Testo di partenza:
......

Non per masochismo dolorista e finta consolazione. Non per usarlo come monile, e imbellettarsene.

Non amuleto; né emblema posto a forza sulle alture, che indicherebbe la conquista di territori.

Neppure la sacralizzazione d’un ambiente, o una figura “culturale”.

 

Secondo lo stile rabbinico, Mt 25 ricorre all’immagine del Giudizio universale per richiamare l’importanza e le conseguenze delle scelte che facciamo.

In Gv il tema del Giudizio sembra rovesciato: è come se fossimo noi a “giudicare” Dio - nel senso che al suo cospetto siamo e ci troveremo disarmati, riconoscendo che il suo Cuore è ben maggiore del nostro.

Così pure nell’esperienza della vita di Fede, che attira e apre il futuro impossibile.

Il quarto Vangelo infatti esclude che il Padre giudichi i figli. Gv parla di un Giudizio che si attua nel Presente, che è solo redenzione - a nostro esclusivo favore: per una vita da salvati.

“Quando” Dio agisce crea. Egli Giustifica: fa qualcosa di nuovo, globale, impareggiabile.

Non ripete. Fa nascere altre eccedenze, in solchi variegati, nella trama della storia, “imponendo” giuste posizioni - anzitutto dove giustizia non c’è.

Secondo una Sapienza che fa udire non pochi pareri inattesi.

 

Pur impiegando sfondi e linguaggio differenti, sia Mt che Gv si ritrovano nella medesima «verità» (v.21).

Il Giudizio viene pronunciato dalla Croce - secondo criteri difformi da quelli mondani, sempre precipitosi o manierati (e banalissimi).

Il Signore fa udire e vedere le sue opinioni, di fronte a qualsiasi accadimento e scelta - mettendo in guardia dalle opzioni di morte autentica.

L’opera di coloro che gestiscono assai male e sprecano la vita «finirà bruciata, e quello sarà punito; tuttavia egli si salverà, però come attraverso il fuoco» (1Cor 3,15).

Le difformità si commisurano sin d’ora sulla Persona del Figlio. Il Giudizio è già cominciato.

 

 

Per interiorizzare e vivere il messaggio:

 

Quali ritieni siano state le tue Nascite? E le tue scelte autentiche?

Sei ancora nella direzione del venticello dei padri antichi o delle mode attorno?

Dispieghi le vele secondo la direzione del Vento dello Spirito, che butta all’aria le tue sicurezze, anche di gruppo o denominazionali?

Cosa ammiri, e cosa hai collocato “in alto” nella tua vita? È forse paglia già finita e bruciata?

Cosa finora ti ha esaltato, e pensavi invece potesse elevarti?

......

Sezione dati:

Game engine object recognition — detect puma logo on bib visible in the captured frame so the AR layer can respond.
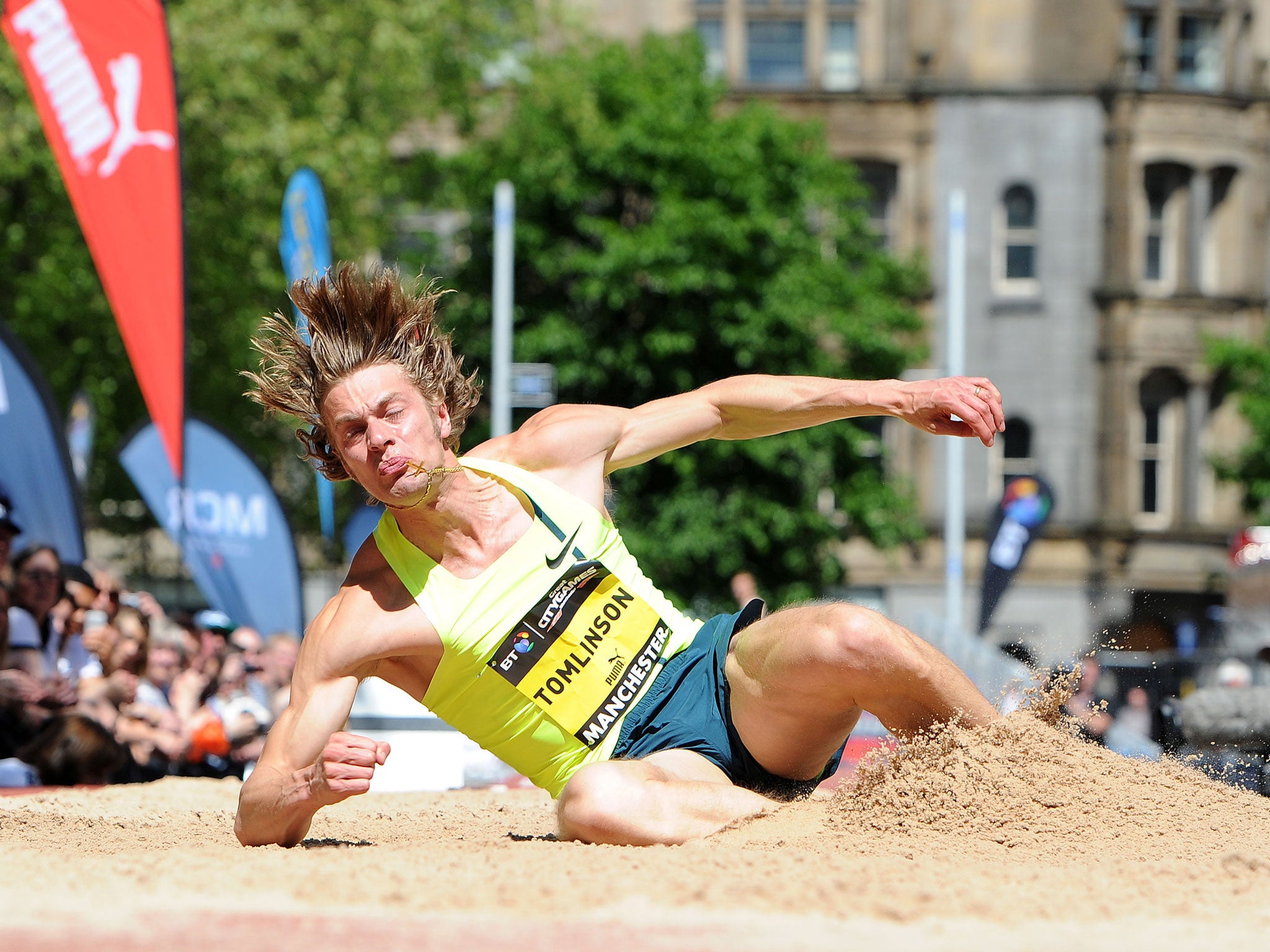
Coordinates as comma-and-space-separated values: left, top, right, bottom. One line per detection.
487, 562, 670, 747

......

Compiti dell'esercizio:
1. Ricopia dal testo sul Giudizio il brano che inizia con "L’opera di coloro" e prosegue fino a "è già cominciato.".
2. Secondo il testo sul Giudizio, da dove viene pronunciato il Giudizio?
3. Fornisci il seguito del testo sul Giudizio, ripartendo dopo l'ultima frase riportata.
Il materiale non serve per svolgere l'esercizio.

Soluzioni:
1.
L’opera di coloro che gestiscono assai male e sprecano la vita «finirà bruciata, e quello sarà punito; tuttavia egli si salverà, però come attraverso il fuoco» (1Cor 3,15).

Le difformità si commisurano sin d’ora sulla Persona del Figlio. Il Giudizio è già cominciato.

2. Dalla Croce.

3.
Ha tanto amato, e ha dato

 

«Dio ha tanto amato il mondo da dare il Figlio unigenito» (Gv 3,16). Qui c’è il cuore del Vangelo, qui c’è il fondamento della nostra gioia. Il contenuto del Vangelo, infatti, non è un’idea o una dottrina, ma è Gesù, il Figlio che il Padre ci ha donato perché noi avessimo la vita. Gesù è il fondamento della nostra gioia: non è una bella teoria su come essere felici, ma è sperimentare di essere accompagnati e amati nel cammino della vita. “Ha tanto amato il mondo da dare il suo Figlio”. Soffermiamoci, fratelli e sorelle, un momento su questi due aspetti: “ha tanto amato” e “ha dato”.

Prima di tutto, Dio ha tanto amato. Queste parole, che Gesù rivolge a Nicodemo – un anziano giudeo che voleva conoscere il Maestro – ci aiutano a scorgere il vero volto di Dio. Egli da sempre ci ha guardati con amore e per amore è venuto in mezzo a noi nella carne del Figlio suo. In Lui ci è venuto a cercare nei luoghi in cui ci siamo smarriti; in Lui è venuto a rialzarci dalle nostre cadute; in Lui ha pianto le nostre lacrime e guarito le nostre piaghe; in Lui ha benedetto per sempre la nostra vita. Chiunque crede in Lui, dice il Vangelo, non va perduto (ibid.). In Gesù, Dio ha pronunciato la parola definitiva sulla nostra vita: tu non sei perduto, tu sei amato. Sempre amato.

Se l’ascolto del Vangelo e la pratica della nostra fede non ci allargano il cuore per farci cogliere la grandezza di questo amore, e magari scivoliamo in una religiosità seriosa, triste, chiusa, allora è segno che dobbiamo fermarci un po’ e ascoltare di nuovo l’annuncio della buona notizia: Dio ti ama così tanto da darti tutta la sua vita. Non è un dio che ci guarda indifferente dall’alto, ma è un Padre, un Padre innamorato che si coinvolge nella nostra storia; non è un dio che si compiace della morte del peccatore, ma un Padre preoccupato che nessuno vada perduto; non è un dio che condanna, ma un Padre che ci salva con l’abbraccio benedicente del suo amore.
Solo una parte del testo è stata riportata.